TEXTAUSSCHNITT:
——

Vier Monate noch, bis zur Eröffnung des Gotthardbasistunnels: Im Juni wird mit grossem Pomp der letzte Abschnitt der NEAT eingeweiht. Ziel und Versprechen des 23 Milliarden Franken teuren Jahrhundertprojekts ist die Verlagerung des alpenquerenden Verkehrs von der Strasse auf die Schiene.
Doch noch bevor es mit der Umlagerung am Gotthard richtig losgeht, haben Parlament und Bundesrat bereits das nächste Loch am Gotthard beschlossen. Kostenpunkt: Mindestens drei Milliarden CHF. Dank Referendum haben wir die Chance, dies noch zu verhindern. Aktuell sieht es allerdings schlecht aus: Laut SRG-Umfrage Ende Januar sollen 64% der Befragten für ein Ja plädiert haben.
Weshalb, ist schwer zu verstehen. Ewiggestrige Auto- und Wirtschaftsvertreter, tatkräftig unterstützt von Bundesrätin Leuthard, weibeln lauthals für die zweite Strassenröhre. Sie sei notwendig, um den Verkehr während der anstehenden Sanierung des 1980 erstellten Gotthardstrassentunnels sicherzustellen, heisst es.
Auf der Frontseite der Gratiszeitung der Befürworter steht in grossen Lettern: Gotthardtunnel JA! – Als gäbe es noch keinen… Dazu prominent auf der ersten Seite ein altbekanntes Gesicht, sozusagen eine Ikone der Schweiz. Man reibt sich zweimal die Augen bis man begreift: Clown Dimitri wirbt für eine zweite Strassenröhre durch den Gotthard!
Dabei kämpfte er in den 1990er Jahren an vorderster Front für die Alpeninitiative, die 1994 denn auch vom Volk angenommen wurde. Leider lässt ihre Umsetzung bis heute auf sich warten. 2011 forderte Dimitri deshalb das neugewählte Parlament in einem offenen Brief dazu auf, mit dem Alpenschutz endlich vorwärts zu machen: «Im Gesetz steht, dass 2018 nur noch halb so viele Lastwagen durch die Schweiz fahren dürfen wie heute.»
Statt die gesetzlich geforderte Reduktion des alpenquerenden Strassenverkehrs endlich umzusetzen, ziehen es Regierung und Parlament vor, mit einer zweite Strassenröhre am Gotthard noch mehr (LKW-) Verkehr zu generieren: Die Annahme der 2. Röhre führt so über kurz oder lang zu einer Aushebelung des Alpenschutzartikels in der Verfassung.

——

VORLIEGENDE DATEN:
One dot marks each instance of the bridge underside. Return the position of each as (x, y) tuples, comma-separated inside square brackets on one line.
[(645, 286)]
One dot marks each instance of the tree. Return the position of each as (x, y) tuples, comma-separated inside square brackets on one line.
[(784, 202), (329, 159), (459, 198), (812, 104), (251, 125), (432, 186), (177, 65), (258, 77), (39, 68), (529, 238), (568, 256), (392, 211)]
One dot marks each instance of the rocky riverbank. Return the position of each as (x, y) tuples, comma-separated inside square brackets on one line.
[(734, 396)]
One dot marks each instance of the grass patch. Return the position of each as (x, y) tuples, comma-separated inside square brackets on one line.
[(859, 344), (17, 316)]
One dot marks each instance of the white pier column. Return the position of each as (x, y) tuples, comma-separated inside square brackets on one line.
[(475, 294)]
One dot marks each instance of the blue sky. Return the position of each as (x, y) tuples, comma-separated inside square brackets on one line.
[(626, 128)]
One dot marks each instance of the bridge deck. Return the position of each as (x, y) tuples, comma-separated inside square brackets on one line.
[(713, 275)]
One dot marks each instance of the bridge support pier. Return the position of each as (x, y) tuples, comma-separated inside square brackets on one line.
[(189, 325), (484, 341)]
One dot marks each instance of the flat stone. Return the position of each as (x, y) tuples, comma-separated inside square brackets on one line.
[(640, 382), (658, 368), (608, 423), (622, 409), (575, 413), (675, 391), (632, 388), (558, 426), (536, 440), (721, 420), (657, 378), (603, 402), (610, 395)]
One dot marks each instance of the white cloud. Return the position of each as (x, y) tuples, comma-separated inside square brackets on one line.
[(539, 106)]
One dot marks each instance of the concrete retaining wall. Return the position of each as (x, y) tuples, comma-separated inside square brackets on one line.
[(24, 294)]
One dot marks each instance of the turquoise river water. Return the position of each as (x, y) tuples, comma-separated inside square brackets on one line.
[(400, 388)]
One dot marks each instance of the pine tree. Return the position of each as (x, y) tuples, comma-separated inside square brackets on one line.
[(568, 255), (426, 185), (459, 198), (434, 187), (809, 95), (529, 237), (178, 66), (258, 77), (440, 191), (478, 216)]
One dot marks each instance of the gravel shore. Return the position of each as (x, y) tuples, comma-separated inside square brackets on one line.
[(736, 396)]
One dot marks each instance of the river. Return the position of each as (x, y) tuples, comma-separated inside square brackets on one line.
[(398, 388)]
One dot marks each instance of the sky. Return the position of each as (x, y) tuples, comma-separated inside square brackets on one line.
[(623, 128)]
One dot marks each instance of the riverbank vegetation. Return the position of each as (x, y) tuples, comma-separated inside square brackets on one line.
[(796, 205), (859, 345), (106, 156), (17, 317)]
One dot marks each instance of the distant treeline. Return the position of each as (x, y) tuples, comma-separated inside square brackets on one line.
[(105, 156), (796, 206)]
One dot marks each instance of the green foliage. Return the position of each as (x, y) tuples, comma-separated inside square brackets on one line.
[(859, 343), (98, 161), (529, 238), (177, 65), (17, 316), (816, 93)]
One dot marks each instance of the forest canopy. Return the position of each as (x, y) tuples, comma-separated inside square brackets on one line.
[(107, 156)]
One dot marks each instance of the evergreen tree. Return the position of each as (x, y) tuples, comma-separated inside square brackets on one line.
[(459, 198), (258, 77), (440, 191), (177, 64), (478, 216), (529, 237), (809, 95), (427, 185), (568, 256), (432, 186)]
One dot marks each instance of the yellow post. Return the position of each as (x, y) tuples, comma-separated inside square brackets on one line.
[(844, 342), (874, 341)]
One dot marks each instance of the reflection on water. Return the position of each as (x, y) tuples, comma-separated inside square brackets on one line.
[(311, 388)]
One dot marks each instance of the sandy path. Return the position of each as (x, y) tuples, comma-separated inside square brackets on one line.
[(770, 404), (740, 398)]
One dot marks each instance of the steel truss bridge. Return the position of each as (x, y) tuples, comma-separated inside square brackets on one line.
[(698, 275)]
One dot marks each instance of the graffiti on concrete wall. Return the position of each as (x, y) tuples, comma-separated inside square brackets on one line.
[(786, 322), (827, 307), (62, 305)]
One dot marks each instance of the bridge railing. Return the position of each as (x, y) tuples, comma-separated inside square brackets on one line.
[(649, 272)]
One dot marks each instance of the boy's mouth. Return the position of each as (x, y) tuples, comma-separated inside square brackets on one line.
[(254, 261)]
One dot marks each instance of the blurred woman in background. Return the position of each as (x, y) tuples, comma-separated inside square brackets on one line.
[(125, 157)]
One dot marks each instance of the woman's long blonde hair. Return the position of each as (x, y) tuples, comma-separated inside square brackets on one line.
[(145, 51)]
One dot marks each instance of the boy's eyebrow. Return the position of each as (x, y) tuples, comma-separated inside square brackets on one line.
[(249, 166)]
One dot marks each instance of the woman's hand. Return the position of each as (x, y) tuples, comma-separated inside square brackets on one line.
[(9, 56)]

——

AUFGABEN:
**a.** Welche einzelnen Jahre (keine Jahrzehnte) nennt der Text über die zweite Gotthardröhre? Zähle alle auf.
**b.** Gib aus dem Text über die zweite Gotthardröhre die Stelle von "Doch noch bevor" bis "sicherzustellen, heisst es." Wort für Wort wieder.

ANTWORTEN:
**a.** 1980, 1994, 2011, 2018

**b.**
Doch noch bevor es mit der Umlagerung am Gotthard richtig losgeht, haben Parlament und Bundesrat bereits das nächste Loch am Gotthard beschlossen. Kostenpunkt: Mindestens drei Milliarden CHF. Dank Referendum haben wir die Chance, dies noch zu verhindern. Aktuell sieht es allerdings schlecht aus: Laut SRG-Umfrage Ende Januar sollen 64% der Befragten für ein Ja plädiert haben.
Weshalb, ist schwer zu verstehen. Ewiggestrige Auto- und Wirtschaftsvertreter, tatkräftig unterstützt von Bundesrätin Leuthard, weibeln lauthals für die zweite Strassenröhre. Sie sei notwendig, um den Verkehr während der anstehenden Sanierung des 1980 erstellten Gotthardstrassentunnels sicherzustellen, heisst es.